● **課題の指示**
以下に並ぶ行のうち、「Find the dark necktie」を含む行から末尾の行までを、両端の行も含めて一字一句変えずに抜き出してください。

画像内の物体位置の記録
:::
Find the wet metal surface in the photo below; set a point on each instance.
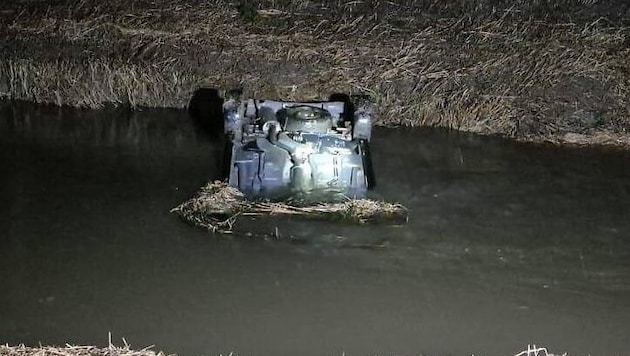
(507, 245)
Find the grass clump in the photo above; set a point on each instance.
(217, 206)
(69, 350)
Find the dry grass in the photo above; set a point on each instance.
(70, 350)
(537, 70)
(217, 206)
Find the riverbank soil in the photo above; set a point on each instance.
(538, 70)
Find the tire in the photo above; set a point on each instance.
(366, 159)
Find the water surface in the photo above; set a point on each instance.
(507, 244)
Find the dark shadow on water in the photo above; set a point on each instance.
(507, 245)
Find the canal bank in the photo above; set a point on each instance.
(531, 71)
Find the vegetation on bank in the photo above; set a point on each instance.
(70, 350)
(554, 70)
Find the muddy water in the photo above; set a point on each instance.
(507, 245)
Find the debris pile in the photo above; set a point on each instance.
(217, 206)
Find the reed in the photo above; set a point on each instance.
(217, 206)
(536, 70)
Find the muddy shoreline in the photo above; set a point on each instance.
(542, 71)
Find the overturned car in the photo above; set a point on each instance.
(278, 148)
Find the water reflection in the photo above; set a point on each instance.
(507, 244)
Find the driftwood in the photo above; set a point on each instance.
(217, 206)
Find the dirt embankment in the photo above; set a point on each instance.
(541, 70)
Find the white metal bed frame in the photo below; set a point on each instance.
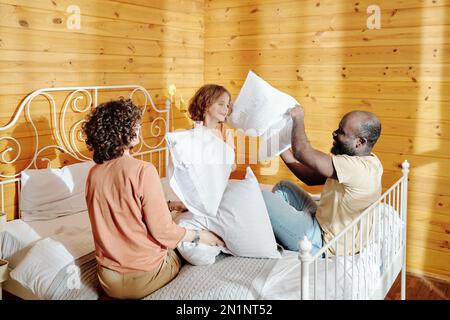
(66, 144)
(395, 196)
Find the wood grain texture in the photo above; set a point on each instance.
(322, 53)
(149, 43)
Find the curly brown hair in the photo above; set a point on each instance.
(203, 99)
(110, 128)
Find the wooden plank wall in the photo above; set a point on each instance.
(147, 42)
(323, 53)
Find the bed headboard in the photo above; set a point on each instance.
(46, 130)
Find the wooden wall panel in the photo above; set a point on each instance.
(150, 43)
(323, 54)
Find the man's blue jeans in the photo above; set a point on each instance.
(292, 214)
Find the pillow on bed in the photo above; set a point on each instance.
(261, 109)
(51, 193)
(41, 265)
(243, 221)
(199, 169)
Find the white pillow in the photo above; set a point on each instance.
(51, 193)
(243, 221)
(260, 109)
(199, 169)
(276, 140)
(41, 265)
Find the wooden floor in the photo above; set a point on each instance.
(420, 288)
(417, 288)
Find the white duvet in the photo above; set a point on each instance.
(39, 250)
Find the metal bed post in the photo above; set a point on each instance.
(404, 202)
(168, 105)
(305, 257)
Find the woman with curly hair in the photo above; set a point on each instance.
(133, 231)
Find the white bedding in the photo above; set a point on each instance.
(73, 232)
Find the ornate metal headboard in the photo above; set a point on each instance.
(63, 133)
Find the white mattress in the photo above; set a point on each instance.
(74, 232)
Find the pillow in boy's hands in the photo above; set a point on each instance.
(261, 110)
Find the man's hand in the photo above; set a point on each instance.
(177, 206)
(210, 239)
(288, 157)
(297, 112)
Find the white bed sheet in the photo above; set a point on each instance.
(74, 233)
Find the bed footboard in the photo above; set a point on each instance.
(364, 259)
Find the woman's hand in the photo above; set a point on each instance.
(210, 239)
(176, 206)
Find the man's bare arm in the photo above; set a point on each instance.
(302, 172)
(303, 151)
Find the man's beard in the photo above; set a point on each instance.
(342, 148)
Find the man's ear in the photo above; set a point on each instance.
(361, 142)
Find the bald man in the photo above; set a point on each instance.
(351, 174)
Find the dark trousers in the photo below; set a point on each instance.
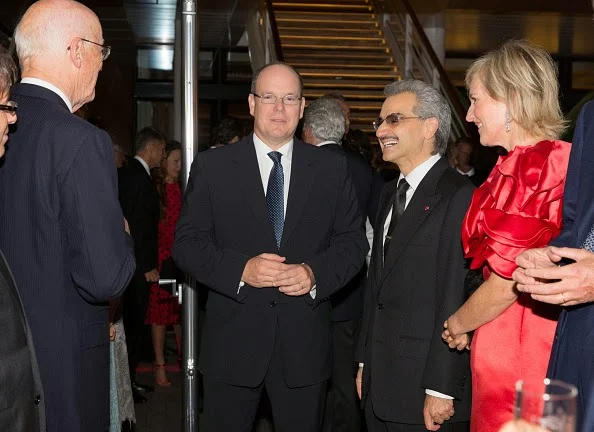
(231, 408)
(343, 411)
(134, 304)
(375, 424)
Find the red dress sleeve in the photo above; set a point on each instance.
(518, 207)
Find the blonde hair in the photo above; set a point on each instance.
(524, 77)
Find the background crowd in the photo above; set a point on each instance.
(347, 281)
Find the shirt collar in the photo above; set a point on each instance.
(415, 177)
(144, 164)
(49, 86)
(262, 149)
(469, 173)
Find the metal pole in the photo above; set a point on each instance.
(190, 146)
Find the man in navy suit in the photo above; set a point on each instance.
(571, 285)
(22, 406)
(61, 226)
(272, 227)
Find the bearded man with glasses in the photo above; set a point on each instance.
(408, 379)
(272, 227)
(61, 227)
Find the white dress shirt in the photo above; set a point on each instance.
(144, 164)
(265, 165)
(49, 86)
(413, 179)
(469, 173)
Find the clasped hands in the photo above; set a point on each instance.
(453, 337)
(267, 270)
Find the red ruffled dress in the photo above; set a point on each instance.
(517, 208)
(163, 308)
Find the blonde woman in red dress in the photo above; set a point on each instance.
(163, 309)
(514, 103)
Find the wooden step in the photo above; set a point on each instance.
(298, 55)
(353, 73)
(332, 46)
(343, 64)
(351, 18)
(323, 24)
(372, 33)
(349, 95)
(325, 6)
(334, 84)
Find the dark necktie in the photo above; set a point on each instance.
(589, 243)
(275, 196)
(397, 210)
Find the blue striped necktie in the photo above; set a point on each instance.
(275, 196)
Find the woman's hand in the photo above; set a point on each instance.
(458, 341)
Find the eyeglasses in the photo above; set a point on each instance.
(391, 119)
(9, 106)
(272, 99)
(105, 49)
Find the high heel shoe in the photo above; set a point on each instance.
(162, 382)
:::
● **解答**
Find the dark necktie in the photo above; set a point on each instance.
(589, 243)
(275, 196)
(397, 210)
Find the blue striped necktie in the photo above; set a point on each instance.
(275, 196)
Find the woman's hand in the photo above; set a point on each instance.
(458, 341)
Find the eyeglasses in the photo above; set a point on each instance.
(391, 119)
(9, 106)
(272, 99)
(105, 49)
Find the high heel shoe in the photo above; set a point on each instance.
(162, 382)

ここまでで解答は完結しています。